## Exercise details
However many lines the data holds, transcribe them all exactly.

***** Data supplied

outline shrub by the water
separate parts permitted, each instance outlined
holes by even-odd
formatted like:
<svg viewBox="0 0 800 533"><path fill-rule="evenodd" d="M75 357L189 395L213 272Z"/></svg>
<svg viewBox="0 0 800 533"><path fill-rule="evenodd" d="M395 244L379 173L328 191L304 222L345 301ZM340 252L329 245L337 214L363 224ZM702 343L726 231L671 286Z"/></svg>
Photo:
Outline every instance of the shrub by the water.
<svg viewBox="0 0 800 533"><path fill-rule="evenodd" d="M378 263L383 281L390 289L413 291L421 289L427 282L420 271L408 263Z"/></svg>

**********

## Exercise solution
outline shrub by the water
separate parts permitted, each instance outlined
holes by even-odd
formatted like:
<svg viewBox="0 0 800 533"><path fill-rule="evenodd" d="M75 357L189 395L213 272Z"/></svg>
<svg viewBox="0 0 800 533"><path fill-rule="evenodd" d="M395 244L379 173L328 191L304 222L345 301ZM340 252L329 245L337 214L363 224ZM702 343L726 231L671 286Z"/></svg>
Photo:
Outline every instance of the shrub by the water.
<svg viewBox="0 0 800 533"><path fill-rule="evenodd" d="M378 263L383 281L390 289L413 291L421 289L427 282L420 271L408 263Z"/></svg>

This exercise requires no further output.